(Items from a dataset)
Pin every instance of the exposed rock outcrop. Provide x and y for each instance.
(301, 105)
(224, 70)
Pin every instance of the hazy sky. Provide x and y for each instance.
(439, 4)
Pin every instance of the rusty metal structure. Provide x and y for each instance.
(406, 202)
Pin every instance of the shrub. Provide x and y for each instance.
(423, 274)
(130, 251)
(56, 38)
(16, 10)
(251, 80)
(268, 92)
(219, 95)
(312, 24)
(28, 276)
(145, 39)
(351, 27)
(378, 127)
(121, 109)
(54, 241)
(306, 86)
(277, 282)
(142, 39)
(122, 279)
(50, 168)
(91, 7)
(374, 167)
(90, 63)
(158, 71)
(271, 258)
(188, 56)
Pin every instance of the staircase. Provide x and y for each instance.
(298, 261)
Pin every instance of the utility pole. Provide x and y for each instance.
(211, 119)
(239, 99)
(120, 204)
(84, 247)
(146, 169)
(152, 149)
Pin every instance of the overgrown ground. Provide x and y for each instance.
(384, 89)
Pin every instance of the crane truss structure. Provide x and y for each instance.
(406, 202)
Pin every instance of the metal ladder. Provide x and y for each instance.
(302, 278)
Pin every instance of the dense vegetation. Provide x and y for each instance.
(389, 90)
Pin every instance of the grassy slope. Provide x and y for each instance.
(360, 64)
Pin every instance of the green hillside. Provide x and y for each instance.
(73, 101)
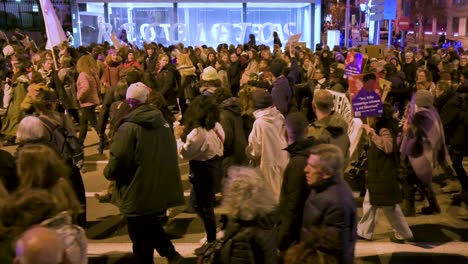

Work required: Pictures aside, return all the entries above exactly.

Expected answer:
Pin every instance of the exposed rock outcrop. Provide x and y for each instance.
(301, 105)
(224, 70)
Pin every instance of the hazy sky. Provide x and y for each instance.
(439, 4)
Pin every instance of the rusty metal structure. Provide x and y for each instance.
(406, 202)
Pin every instance of the shrub. Provide x and y for each instance.
(423, 274)
(130, 251)
(56, 38)
(16, 10)
(251, 80)
(268, 92)
(219, 95)
(312, 24)
(28, 276)
(145, 39)
(351, 27)
(378, 127)
(121, 109)
(54, 241)
(306, 86)
(277, 282)
(142, 39)
(122, 279)
(50, 168)
(91, 7)
(374, 167)
(90, 63)
(158, 71)
(271, 258)
(188, 56)
Pin every instance of the staircase. Provide x and y for each instance.
(298, 261)
Pin every instance of the utility pole. Provide x and y for each instance.
(211, 119)
(239, 99)
(120, 204)
(84, 247)
(146, 169)
(152, 149)
Pin every instance of the overgrown ground. Provide x and y for each instance.
(384, 89)
Pin every instance of the crane truss structure. Provide x and y for each instance.
(406, 202)
Pin every instance of the metal ladder. Provide x and y for each instance.
(302, 278)
Pin every instance of the dense vegetation. Provide x and y for each instance.
(389, 90)
Pin every instance of the grassy slope. Provide x and y for each instance.
(360, 64)
Pin every instance of the green hillside. Provide x and y for each instance.
(73, 101)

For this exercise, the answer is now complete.